#### [What is expected]
Review the listing and copy each line that holds the word "door".
++++
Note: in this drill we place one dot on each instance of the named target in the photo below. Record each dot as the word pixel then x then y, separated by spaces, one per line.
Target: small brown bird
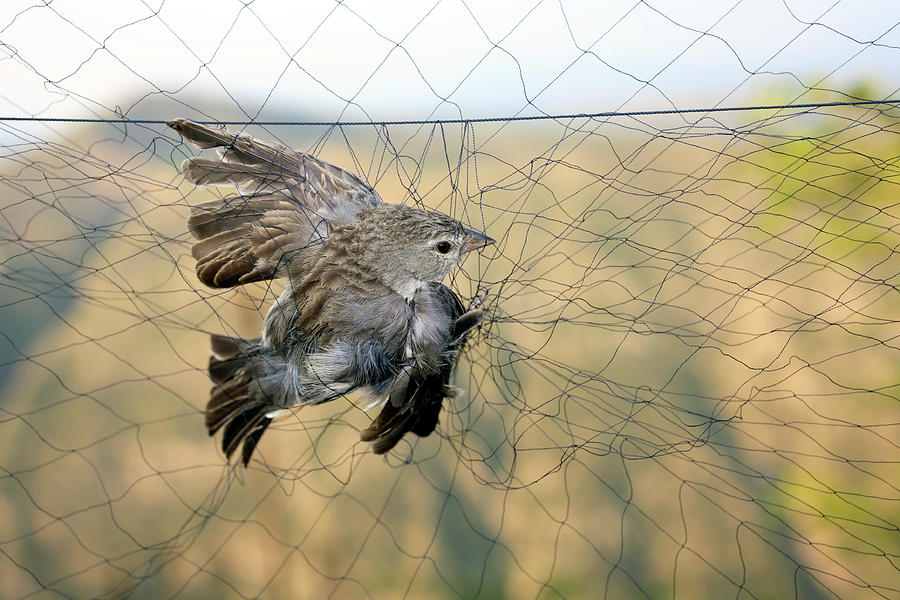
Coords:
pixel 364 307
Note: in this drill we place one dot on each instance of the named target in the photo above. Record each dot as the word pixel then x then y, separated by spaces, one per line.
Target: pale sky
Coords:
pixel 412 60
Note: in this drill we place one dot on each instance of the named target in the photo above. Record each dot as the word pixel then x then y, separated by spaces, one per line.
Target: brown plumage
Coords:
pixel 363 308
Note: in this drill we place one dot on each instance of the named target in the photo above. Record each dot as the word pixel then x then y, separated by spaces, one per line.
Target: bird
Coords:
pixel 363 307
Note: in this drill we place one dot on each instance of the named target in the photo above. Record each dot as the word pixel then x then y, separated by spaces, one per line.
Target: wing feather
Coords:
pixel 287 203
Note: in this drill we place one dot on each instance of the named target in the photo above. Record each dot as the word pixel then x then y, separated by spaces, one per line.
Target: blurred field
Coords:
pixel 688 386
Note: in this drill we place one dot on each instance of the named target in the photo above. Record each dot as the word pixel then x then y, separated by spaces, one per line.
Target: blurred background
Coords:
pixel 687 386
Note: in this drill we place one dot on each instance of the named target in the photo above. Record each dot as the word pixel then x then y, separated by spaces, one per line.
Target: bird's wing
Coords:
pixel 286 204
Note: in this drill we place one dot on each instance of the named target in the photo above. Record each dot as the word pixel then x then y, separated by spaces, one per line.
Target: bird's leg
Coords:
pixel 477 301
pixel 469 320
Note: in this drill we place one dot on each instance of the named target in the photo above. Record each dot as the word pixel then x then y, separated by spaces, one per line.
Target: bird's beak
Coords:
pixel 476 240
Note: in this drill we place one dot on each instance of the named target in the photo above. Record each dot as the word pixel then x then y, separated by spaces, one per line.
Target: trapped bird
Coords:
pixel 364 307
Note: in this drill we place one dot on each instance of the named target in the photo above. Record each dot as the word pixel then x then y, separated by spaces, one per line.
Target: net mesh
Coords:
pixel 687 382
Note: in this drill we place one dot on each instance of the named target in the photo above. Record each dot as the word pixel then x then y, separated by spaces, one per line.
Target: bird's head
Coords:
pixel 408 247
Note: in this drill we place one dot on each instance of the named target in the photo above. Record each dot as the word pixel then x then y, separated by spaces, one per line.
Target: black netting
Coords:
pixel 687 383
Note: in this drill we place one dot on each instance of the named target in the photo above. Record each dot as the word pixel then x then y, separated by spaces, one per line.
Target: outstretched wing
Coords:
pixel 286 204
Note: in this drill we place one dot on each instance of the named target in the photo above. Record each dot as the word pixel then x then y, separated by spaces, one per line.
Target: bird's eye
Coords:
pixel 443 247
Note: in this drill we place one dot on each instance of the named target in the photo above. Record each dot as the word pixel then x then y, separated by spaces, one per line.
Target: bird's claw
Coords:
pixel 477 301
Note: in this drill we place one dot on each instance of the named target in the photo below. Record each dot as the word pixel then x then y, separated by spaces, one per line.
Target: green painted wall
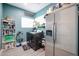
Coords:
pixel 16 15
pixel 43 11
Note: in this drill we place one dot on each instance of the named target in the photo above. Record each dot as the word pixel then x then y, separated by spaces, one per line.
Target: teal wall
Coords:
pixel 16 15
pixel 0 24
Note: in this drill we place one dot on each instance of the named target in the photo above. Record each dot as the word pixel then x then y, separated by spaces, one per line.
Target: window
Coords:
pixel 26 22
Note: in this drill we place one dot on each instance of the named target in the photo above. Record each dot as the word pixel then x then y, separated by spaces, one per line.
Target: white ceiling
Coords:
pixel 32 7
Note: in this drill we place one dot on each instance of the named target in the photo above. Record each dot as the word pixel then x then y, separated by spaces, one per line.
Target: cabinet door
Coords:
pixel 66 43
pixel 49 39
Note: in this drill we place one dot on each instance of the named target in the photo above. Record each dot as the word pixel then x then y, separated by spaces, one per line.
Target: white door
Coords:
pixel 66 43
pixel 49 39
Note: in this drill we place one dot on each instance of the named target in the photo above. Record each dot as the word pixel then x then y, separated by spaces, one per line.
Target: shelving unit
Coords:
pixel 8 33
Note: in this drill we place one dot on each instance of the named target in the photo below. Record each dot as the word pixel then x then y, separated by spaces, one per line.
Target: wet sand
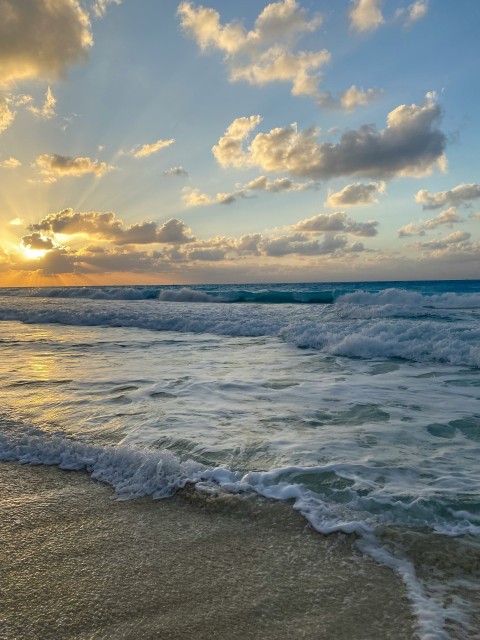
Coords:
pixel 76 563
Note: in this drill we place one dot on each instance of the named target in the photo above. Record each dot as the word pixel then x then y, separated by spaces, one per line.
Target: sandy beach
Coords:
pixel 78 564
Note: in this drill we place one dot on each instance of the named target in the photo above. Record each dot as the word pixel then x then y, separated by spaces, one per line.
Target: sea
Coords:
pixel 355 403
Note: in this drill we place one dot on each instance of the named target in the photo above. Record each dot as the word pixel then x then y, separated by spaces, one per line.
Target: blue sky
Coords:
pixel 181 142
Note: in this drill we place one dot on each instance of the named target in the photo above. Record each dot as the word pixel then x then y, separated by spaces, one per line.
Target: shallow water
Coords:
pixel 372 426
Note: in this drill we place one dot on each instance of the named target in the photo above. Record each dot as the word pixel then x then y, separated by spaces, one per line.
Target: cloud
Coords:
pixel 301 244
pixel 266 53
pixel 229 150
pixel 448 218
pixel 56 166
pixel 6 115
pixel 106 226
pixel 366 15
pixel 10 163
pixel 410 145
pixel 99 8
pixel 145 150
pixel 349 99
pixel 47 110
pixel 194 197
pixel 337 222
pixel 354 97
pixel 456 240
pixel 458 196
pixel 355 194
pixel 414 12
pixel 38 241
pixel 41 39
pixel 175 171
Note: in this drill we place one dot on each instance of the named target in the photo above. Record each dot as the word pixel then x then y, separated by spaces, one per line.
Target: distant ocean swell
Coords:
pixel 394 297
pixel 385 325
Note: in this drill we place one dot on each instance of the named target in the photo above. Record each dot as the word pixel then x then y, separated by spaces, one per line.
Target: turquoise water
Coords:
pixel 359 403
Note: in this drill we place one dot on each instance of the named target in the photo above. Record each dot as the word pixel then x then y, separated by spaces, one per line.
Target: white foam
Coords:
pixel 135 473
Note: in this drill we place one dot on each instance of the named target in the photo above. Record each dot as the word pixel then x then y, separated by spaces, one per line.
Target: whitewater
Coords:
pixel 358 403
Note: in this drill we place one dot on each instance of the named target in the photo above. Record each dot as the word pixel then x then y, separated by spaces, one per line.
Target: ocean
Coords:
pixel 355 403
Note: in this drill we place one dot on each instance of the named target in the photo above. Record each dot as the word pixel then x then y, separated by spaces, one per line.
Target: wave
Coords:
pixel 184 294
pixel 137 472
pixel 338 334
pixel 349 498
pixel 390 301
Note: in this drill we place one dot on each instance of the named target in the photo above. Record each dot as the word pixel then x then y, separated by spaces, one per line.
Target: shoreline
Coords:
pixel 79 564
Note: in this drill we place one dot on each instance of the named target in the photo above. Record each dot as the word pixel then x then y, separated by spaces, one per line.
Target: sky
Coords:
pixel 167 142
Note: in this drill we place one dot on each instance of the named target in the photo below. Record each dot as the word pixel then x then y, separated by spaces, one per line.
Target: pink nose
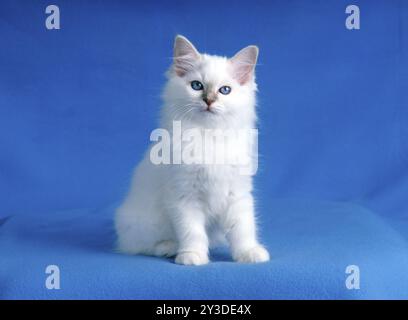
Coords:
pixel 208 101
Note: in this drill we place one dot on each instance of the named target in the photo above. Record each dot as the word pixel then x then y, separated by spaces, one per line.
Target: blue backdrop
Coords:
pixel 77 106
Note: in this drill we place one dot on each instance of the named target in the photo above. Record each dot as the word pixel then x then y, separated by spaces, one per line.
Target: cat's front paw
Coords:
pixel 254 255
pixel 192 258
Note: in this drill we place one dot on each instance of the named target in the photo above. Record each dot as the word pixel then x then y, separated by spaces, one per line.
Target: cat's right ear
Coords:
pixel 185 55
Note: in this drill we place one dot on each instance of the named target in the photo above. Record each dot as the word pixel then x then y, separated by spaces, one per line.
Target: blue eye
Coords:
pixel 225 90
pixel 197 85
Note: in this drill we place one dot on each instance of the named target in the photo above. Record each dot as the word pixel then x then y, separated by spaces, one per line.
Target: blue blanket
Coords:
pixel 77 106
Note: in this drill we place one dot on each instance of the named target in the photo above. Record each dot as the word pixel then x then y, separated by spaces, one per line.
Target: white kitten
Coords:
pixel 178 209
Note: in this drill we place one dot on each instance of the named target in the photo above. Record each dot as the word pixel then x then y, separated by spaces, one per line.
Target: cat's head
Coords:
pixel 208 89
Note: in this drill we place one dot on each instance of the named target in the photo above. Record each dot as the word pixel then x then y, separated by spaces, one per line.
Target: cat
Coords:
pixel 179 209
++++
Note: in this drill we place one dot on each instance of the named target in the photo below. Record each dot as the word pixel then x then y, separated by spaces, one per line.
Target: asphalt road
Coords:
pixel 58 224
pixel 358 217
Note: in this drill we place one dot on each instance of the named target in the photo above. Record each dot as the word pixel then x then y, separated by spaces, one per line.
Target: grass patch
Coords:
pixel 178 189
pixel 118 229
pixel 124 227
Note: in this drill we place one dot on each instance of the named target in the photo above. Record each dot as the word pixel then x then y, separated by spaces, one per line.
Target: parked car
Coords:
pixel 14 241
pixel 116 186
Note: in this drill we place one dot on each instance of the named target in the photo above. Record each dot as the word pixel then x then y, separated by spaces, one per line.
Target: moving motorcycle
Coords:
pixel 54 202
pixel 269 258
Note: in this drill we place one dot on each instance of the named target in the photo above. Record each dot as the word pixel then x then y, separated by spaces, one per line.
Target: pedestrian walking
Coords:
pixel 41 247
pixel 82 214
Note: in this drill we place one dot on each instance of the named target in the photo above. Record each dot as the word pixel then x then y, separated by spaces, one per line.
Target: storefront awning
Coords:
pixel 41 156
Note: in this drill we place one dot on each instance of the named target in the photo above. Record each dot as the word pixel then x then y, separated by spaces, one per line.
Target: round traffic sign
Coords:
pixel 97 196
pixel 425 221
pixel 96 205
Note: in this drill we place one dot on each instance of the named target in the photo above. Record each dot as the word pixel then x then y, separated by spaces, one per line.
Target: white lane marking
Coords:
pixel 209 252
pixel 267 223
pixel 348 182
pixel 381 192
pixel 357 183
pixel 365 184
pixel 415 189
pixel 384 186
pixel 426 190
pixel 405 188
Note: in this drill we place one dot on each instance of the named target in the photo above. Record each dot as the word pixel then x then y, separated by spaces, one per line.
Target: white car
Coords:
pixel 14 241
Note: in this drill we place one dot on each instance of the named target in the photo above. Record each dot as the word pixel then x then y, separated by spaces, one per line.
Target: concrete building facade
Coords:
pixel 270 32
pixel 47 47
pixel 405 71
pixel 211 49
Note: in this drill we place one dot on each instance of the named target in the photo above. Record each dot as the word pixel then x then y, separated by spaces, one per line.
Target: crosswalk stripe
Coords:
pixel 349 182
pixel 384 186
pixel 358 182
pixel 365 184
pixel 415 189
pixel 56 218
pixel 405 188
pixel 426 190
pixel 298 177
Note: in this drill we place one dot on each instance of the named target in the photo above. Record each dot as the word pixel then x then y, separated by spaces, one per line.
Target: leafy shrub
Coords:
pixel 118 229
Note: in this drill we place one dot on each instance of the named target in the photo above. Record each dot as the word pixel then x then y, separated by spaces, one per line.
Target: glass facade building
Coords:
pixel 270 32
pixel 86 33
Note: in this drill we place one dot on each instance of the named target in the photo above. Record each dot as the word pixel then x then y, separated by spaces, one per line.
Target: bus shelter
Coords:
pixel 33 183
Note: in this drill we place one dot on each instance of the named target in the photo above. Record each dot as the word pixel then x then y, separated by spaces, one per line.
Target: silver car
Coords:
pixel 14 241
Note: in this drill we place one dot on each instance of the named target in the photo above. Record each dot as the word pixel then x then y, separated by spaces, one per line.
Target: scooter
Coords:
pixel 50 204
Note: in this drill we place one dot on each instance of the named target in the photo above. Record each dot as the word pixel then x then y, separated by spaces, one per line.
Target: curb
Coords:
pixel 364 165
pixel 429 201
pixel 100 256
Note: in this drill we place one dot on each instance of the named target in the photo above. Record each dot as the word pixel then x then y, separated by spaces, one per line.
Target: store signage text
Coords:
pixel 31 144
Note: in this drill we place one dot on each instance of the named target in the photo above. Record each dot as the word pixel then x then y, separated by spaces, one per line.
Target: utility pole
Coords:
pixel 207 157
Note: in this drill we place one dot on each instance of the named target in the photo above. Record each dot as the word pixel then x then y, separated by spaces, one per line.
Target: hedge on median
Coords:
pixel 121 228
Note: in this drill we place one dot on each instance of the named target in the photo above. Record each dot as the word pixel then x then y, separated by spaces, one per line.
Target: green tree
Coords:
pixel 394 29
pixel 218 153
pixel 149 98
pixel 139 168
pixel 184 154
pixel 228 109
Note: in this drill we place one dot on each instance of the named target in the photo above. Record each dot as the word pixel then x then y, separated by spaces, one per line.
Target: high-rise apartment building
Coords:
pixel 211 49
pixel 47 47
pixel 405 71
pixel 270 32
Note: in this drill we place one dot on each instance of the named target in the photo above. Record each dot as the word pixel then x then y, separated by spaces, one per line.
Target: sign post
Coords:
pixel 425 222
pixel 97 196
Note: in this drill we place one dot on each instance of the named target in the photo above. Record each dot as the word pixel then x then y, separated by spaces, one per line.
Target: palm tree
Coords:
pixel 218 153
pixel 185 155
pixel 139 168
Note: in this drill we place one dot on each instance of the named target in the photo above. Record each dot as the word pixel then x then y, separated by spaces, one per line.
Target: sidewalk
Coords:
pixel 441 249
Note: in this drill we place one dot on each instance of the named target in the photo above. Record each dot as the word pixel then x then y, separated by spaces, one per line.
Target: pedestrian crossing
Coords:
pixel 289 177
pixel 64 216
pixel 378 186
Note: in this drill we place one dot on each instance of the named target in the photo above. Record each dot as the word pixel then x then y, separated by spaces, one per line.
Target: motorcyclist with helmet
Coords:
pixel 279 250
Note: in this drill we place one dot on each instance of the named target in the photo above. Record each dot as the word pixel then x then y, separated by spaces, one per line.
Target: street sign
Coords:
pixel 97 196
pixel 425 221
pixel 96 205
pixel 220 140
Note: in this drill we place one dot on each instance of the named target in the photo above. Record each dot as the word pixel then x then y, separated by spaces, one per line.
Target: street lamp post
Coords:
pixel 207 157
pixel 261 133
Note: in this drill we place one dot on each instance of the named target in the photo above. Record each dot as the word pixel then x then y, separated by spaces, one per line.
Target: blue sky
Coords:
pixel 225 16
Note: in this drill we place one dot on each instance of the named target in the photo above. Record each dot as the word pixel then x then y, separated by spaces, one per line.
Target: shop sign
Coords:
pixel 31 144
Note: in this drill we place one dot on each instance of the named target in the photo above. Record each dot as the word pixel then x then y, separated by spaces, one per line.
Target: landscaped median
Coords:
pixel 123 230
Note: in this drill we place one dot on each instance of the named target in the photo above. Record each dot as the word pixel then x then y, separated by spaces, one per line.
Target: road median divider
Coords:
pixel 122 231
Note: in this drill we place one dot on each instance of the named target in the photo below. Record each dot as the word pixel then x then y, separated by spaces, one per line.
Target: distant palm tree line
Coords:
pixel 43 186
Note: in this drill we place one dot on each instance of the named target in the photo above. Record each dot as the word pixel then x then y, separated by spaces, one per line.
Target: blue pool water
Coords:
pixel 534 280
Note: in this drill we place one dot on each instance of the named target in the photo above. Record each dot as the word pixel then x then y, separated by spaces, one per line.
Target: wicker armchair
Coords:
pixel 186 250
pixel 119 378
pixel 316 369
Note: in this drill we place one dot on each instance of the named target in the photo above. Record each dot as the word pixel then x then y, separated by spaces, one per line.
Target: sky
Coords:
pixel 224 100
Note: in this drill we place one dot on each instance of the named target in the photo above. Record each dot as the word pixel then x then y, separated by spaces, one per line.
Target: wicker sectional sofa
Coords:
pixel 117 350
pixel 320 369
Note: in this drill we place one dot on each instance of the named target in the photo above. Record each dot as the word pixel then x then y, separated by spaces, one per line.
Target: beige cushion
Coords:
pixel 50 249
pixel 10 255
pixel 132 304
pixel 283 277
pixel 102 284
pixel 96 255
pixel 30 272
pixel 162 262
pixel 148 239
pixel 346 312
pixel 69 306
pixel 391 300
++++
#### [Response]
Target: cabinet door
Target: white door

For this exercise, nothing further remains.